**Task to carry out:**
Count the lines in the listing below that contain the string "dark", matching case exactly, and give only the number.

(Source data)
▬▬▬▬▬▬

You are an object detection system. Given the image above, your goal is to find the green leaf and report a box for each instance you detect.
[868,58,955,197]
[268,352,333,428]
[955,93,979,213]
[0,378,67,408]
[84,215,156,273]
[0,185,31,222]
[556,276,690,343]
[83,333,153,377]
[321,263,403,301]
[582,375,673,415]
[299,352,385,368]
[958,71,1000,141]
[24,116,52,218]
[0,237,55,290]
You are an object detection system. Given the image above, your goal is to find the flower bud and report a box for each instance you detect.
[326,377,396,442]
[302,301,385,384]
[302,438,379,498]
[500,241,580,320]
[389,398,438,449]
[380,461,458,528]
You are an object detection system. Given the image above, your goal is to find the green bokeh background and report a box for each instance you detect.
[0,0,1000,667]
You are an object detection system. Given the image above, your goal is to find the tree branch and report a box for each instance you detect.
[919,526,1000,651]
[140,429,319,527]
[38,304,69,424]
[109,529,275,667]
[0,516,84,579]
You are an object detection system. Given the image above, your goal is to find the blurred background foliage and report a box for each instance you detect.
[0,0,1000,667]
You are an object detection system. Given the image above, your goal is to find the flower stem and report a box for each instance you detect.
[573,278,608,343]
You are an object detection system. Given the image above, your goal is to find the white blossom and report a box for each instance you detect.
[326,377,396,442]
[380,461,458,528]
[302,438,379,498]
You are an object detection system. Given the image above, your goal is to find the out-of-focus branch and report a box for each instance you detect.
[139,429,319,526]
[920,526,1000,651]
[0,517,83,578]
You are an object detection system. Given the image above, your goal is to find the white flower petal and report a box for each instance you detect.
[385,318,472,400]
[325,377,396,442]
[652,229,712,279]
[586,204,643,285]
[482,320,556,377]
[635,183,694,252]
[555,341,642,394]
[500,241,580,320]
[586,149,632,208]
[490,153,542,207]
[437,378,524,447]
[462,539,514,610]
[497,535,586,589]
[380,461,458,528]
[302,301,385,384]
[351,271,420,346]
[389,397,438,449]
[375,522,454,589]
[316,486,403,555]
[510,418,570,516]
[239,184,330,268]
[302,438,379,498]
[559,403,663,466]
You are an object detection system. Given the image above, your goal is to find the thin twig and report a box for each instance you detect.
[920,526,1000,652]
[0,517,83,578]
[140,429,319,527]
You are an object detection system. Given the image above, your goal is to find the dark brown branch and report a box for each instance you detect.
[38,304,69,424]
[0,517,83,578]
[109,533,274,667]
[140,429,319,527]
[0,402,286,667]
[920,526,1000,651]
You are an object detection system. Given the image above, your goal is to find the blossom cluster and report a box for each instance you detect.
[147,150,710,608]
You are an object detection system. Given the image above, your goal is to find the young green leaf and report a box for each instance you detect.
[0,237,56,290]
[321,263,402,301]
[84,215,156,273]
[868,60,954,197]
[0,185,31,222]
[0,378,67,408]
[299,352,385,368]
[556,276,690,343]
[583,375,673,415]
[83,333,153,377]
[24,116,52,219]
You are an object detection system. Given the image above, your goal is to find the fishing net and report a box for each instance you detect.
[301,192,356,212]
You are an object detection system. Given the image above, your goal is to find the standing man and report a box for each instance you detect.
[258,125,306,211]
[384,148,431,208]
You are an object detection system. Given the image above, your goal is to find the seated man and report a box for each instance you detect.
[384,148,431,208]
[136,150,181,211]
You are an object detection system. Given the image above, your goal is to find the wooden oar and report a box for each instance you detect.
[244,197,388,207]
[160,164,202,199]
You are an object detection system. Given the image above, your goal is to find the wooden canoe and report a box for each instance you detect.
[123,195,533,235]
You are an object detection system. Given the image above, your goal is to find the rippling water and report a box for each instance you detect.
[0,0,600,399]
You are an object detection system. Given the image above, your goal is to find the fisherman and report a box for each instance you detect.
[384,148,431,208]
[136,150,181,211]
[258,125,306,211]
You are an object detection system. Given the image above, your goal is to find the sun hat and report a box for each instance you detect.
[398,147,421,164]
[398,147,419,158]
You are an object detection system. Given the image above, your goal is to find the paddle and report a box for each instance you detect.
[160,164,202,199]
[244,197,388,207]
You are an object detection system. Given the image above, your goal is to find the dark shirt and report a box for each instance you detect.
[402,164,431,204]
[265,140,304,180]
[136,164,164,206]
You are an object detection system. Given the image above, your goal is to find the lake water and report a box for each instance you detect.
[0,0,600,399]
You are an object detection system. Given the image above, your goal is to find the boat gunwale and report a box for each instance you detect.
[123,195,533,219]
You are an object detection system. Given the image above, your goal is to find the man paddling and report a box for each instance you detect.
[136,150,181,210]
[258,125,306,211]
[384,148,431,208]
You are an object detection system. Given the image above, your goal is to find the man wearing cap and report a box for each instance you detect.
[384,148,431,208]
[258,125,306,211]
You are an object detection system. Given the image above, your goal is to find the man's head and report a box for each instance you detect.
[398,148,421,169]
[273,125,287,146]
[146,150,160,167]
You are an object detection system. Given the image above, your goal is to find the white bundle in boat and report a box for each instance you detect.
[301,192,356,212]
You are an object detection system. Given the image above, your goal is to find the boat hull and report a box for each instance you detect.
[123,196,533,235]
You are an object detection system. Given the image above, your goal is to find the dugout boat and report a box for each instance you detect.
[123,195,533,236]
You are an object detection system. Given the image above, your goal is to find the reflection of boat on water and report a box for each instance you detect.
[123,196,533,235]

▬▬▬▬▬▬

**Exercise result:**
2